Short task:
Write out the lines below exactly, omitting the pictures.

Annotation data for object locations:

========

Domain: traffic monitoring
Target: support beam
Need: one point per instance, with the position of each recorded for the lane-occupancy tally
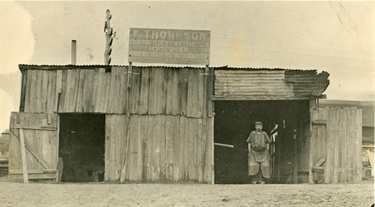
(23, 155)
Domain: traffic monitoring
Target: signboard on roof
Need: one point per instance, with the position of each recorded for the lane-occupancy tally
(190, 47)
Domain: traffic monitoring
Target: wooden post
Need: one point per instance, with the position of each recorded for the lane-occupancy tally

========

The solution:
Domain: traffic monitoring
Target: support beam
Need: one point per instance, with the position of each recorded for the lane-occupancy tally
(23, 155)
Domain: traffic monitoring
Target: signboard on roof
Need: one point per instance, with the position of each recorded for the lane-occupancy tally
(190, 47)
Domain: traffic monitoring
Target: wooden post
Need: one point per instance, with the position of each recorded for the lane-occupancy tally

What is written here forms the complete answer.